Task – Copy out the data below line for line, with no changes, and leave out the pictures.

Source material –
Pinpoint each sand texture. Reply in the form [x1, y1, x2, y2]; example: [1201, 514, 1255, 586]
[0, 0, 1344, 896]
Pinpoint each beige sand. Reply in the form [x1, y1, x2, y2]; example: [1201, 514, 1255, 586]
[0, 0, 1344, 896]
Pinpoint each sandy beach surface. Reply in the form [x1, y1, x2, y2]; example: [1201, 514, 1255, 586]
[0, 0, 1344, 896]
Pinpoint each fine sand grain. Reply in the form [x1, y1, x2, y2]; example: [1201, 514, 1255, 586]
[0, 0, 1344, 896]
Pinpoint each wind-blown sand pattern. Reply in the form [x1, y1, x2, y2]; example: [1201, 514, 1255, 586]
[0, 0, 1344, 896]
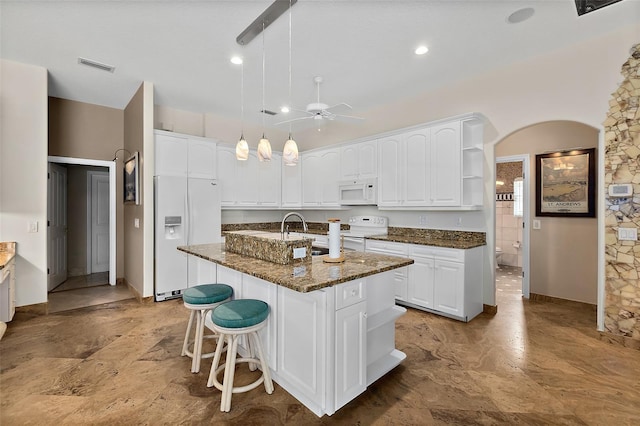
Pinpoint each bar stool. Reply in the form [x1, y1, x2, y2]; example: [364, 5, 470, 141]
[207, 299, 273, 412]
[182, 284, 233, 373]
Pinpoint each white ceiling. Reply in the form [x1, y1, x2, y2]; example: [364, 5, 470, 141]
[0, 0, 640, 142]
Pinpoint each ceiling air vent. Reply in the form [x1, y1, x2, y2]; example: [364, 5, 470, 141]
[78, 58, 116, 72]
[575, 0, 620, 16]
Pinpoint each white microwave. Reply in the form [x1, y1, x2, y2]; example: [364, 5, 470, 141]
[338, 178, 378, 206]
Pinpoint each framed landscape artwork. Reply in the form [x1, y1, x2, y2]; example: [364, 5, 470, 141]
[536, 148, 596, 217]
[123, 151, 140, 204]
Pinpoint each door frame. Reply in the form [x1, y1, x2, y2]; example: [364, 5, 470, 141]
[86, 170, 111, 274]
[47, 155, 116, 285]
[493, 154, 531, 299]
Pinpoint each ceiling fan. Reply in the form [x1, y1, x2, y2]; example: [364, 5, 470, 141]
[276, 76, 364, 126]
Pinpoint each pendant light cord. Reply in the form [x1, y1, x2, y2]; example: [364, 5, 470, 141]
[262, 21, 265, 139]
[289, 0, 293, 139]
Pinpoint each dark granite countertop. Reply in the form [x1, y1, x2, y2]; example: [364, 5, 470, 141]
[367, 234, 487, 250]
[0, 242, 16, 270]
[178, 243, 413, 293]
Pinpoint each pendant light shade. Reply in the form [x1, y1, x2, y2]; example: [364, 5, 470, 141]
[236, 135, 249, 161]
[258, 134, 271, 161]
[282, 134, 298, 166]
[258, 21, 271, 161]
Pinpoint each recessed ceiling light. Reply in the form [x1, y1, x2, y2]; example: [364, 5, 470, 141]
[507, 7, 535, 24]
[415, 46, 429, 55]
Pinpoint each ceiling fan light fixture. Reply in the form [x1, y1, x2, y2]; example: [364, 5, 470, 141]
[414, 45, 429, 55]
[258, 134, 271, 161]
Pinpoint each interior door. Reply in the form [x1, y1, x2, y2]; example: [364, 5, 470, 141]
[90, 172, 109, 274]
[47, 163, 67, 291]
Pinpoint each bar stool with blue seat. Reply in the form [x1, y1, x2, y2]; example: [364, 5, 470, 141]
[207, 299, 273, 412]
[182, 284, 233, 373]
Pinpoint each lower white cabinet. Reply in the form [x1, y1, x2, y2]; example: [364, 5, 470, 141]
[335, 302, 367, 410]
[212, 265, 406, 416]
[0, 257, 16, 322]
[366, 240, 484, 321]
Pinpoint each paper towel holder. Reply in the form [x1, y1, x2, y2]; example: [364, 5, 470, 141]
[322, 219, 344, 263]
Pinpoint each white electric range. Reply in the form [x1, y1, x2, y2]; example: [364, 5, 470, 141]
[340, 216, 389, 252]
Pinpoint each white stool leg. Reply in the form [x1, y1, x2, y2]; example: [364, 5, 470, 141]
[220, 335, 238, 413]
[251, 331, 273, 395]
[207, 334, 231, 390]
[182, 311, 195, 356]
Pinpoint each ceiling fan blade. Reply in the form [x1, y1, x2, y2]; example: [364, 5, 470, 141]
[332, 114, 364, 121]
[274, 115, 314, 126]
[325, 102, 353, 112]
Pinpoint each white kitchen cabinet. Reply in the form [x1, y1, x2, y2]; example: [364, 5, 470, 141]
[427, 120, 462, 207]
[335, 301, 367, 410]
[0, 257, 16, 322]
[274, 287, 333, 410]
[340, 140, 378, 180]
[301, 148, 340, 207]
[281, 161, 302, 208]
[378, 135, 404, 207]
[365, 239, 484, 321]
[461, 117, 484, 207]
[378, 115, 484, 210]
[242, 274, 279, 372]
[217, 146, 281, 208]
[155, 130, 217, 179]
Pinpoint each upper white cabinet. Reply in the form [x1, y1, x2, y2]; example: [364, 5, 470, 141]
[340, 140, 378, 180]
[378, 115, 483, 209]
[218, 146, 282, 208]
[155, 130, 217, 179]
[301, 148, 340, 207]
[281, 158, 302, 208]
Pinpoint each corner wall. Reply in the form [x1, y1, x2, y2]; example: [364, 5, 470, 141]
[0, 59, 48, 306]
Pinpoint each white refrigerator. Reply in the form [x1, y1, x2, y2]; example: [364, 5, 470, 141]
[154, 176, 221, 301]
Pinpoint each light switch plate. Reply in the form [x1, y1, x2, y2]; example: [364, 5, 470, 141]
[618, 228, 638, 241]
[293, 247, 307, 259]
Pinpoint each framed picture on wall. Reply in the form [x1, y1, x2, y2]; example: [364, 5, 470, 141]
[536, 148, 596, 217]
[123, 151, 140, 205]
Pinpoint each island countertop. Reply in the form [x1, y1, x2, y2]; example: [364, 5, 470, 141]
[178, 243, 413, 293]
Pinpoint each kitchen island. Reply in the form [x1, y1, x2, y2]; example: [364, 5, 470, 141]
[178, 244, 413, 416]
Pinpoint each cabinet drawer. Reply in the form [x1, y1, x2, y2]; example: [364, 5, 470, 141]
[409, 245, 464, 262]
[336, 279, 366, 310]
[365, 240, 408, 257]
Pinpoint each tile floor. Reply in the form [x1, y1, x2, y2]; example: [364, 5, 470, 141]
[0, 272, 640, 425]
[47, 272, 135, 314]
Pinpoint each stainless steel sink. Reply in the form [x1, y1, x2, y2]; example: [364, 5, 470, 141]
[311, 246, 329, 256]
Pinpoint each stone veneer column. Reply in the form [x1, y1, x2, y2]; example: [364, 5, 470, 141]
[600, 43, 640, 346]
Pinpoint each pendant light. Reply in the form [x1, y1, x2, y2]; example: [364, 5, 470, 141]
[258, 21, 271, 161]
[236, 58, 249, 161]
[282, 0, 298, 166]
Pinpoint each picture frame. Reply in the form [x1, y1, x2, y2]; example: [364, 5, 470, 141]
[122, 151, 140, 205]
[536, 148, 596, 217]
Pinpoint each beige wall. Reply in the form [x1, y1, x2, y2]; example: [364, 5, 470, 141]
[495, 121, 598, 305]
[0, 59, 48, 306]
[49, 97, 126, 278]
[124, 86, 145, 295]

Exercise output –
Pinpoint each sand texture. Reply in the form [x1, y1, x2, y2]; example: [1201, 514, 1255, 586]
[0, 0, 1344, 896]
Pinpoint each beige sand. Reply in the form [x1, y1, x2, y2]; example: [1201, 514, 1255, 586]
[0, 0, 1344, 896]
Pinpoint each sandy beach surface. Reply in the form [x1, y1, x2, y2]; example: [1201, 514, 1255, 586]
[0, 0, 1344, 896]
Pinpoint each fine sand grain. Reply in the form [x1, y1, x2, y2]; example: [1201, 514, 1255, 586]
[0, 0, 1344, 896]
Pinpoint each wind-blown sand pattern. Reply in the form [x1, y1, x2, y2]; example: [1201, 514, 1255, 586]
[0, 0, 1344, 896]
Pinpoint each bar stool. Reply in the form [x1, y1, x2, y2]; example: [364, 5, 470, 141]
[207, 299, 273, 412]
[182, 284, 233, 373]
Pinpoint each white ceiling. Reply in the form [x1, y1, x2, y2]; example: [364, 5, 470, 141]
[0, 0, 640, 142]
Pinpoint each ceiling air vent. Reply in the form [x1, y1, x2, y2]; example: [364, 5, 470, 141]
[78, 58, 116, 72]
[575, 0, 620, 16]
Pinpoint each white microwave. Reply in the form [x1, y1, x2, y2]; example: [364, 5, 470, 141]
[338, 178, 378, 206]
Pinpoint each framed landscape artwork. Reply in the form [x1, y1, x2, y2]; example: [364, 5, 470, 141]
[536, 148, 596, 217]
[123, 151, 140, 204]
Pinpoint each door frame. Reply in the form [x1, y1, x2, y2]; example: [364, 5, 470, 141]
[86, 170, 111, 274]
[47, 155, 116, 285]
[493, 154, 531, 299]
Pinpoint each ceiling fan. Reply in the form [x1, y1, x2, y2]; example: [364, 5, 470, 141]
[276, 76, 364, 126]
Pinpoint each pendant light cord. Reply in the form [x1, y1, x2, y2]; example: [364, 5, 470, 141]
[262, 21, 265, 139]
[289, 0, 293, 139]
Pinpoint each dark granite countertop. Reply in the form [x1, y1, x2, y2]; example: [364, 5, 470, 141]
[367, 234, 487, 250]
[0, 242, 16, 270]
[178, 243, 413, 293]
Pinpoint each pendant light shade. Reply in the form [x1, y1, x2, y2]; example: [364, 5, 470, 141]
[236, 135, 249, 161]
[258, 134, 271, 161]
[282, 134, 298, 166]
[258, 21, 271, 161]
Pinpoint each recessed ceiling light. Reply in the form [x1, y1, x2, y2]; example: [364, 5, 470, 141]
[507, 7, 535, 24]
[415, 46, 429, 55]
Pinpoint each ceiling fan light fixture. Reply in the form [x1, y1, x2, y2]; example: [364, 5, 470, 141]
[414, 45, 429, 55]
[258, 134, 271, 161]
Pinpoint each interior door. Reply in the form [x1, y1, x2, y2]; example: [364, 5, 470, 141]
[90, 172, 109, 274]
[47, 163, 67, 291]
Pinpoint each bar stool with blue seat. Reply in the form [x1, y1, x2, y2]; example: [364, 5, 470, 141]
[207, 299, 273, 412]
[182, 284, 233, 373]
Pinpoint each lower white cabinet. Reply in the form [x1, y1, x2, y2]; example: [364, 5, 470, 141]
[335, 302, 367, 410]
[212, 265, 406, 416]
[0, 257, 16, 322]
[366, 240, 484, 321]
Pinpoint each paper towel holder. Reply in the form [x1, y1, x2, y2]; example: [364, 5, 470, 141]
[322, 219, 344, 263]
Pinpoint each white electric range. Reply in the form [x1, y1, x2, y2]; example: [364, 5, 470, 141]
[340, 216, 389, 252]
Pinpoint each white stool leg. Reply in the form [x1, y1, x2, y2]; example: [364, 5, 470, 141]
[220, 335, 238, 413]
[251, 331, 273, 395]
[207, 334, 231, 390]
[182, 311, 195, 356]
Pinpoint each ceiling fan blade. Reply in the form [x1, y1, x2, y2]; example: [364, 5, 470, 141]
[332, 114, 364, 121]
[274, 115, 314, 126]
[325, 102, 353, 112]
Pinpoint each white kitchen cabinet. Reply in the form [x1, y1, x2, y2]; example: [364, 5, 470, 141]
[427, 120, 462, 207]
[335, 301, 367, 410]
[0, 257, 16, 322]
[274, 287, 333, 410]
[340, 140, 378, 180]
[301, 148, 340, 207]
[281, 161, 302, 208]
[378, 135, 404, 207]
[365, 239, 484, 321]
[461, 117, 484, 207]
[378, 115, 484, 210]
[242, 274, 279, 372]
[217, 146, 281, 208]
[155, 130, 217, 179]
Pinpoint each upper white cabinet. Reply in the form [x1, y1, x2, y2]; example: [364, 5, 470, 141]
[340, 140, 378, 180]
[378, 115, 483, 209]
[218, 146, 282, 208]
[155, 130, 217, 179]
[301, 148, 340, 207]
[281, 158, 302, 208]
Pinpoint each corner wall. Reply in the form [x1, y1, x2, y2]; example: [364, 5, 470, 141]
[0, 59, 48, 306]
Pinpoint each white refrigerator. Reply in the form [x1, y1, x2, y2]; example: [364, 5, 470, 141]
[154, 176, 221, 301]
Pinpoint each light switch plate. Reply in the form [x1, y1, x2, y2]; example: [364, 5, 470, 141]
[618, 228, 638, 241]
[293, 247, 307, 259]
Pinpoint each framed picture on wall. Reply in the form [x1, y1, x2, y2]; example: [364, 5, 470, 141]
[536, 148, 596, 217]
[123, 151, 140, 205]
Pinpoint each island countertop. Reply in the form [x1, y1, x2, y2]; example: [364, 5, 470, 141]
[178, 243, 413, 293]
Pinpoint each kitchen island. Reply in the form [x1, y1, x2, y2]; example: [364, 5, 470, 141]
[178, 244, 413, 416]
Pinpoint each cabinet drawer. Reply in the form [x1, y1, x2, y2]; example: [364, 5, 470, 141]
[409, 245, 464, 262]
[336, 279, 366, 310]
[365, 240, 408, 257]
Pinpoint each tile floor. Reply in the form [x1, y1, x2, y2]; example: [364, 5, 470, 141]
[0, 272, 640, 425]
[47, 272, 135, 314]
Pinpoint each stainless steel sink. Reply in the form [x1, y1, x2, y2]; example: [364, 5, 470, 141]
[311, 246, 329, 256]
Pinpoint each stone veneer column. Reply in the form [x1, y1, x2, y2]; example: [364, 5, 470, 141]
[600, 43, 640, 346]
Pinpoint each pendant light. Reply in the form [x1, y1, x2, y2]; example: [364, 5, 470, 141]
[258, 21, 271, 161]
[236, 58, 249, 161]
[282, 0, 298, 166]
Pinpoint each picture frame. Reply in the form [x1, y1, x2, y2]; example: [364, 5, 470, 141]
[122, 151, 140, 205]
[536, 148, 596, 217]
Pinpoint each beige wall. Reply in the form [x1, y1, x2, y2]; example: [364, 5, 470, 141]
[495, 121, 598, 305]
[0, 59, 48, 306]
[49, 97, 126, 278]
[124, 86, 145, 295]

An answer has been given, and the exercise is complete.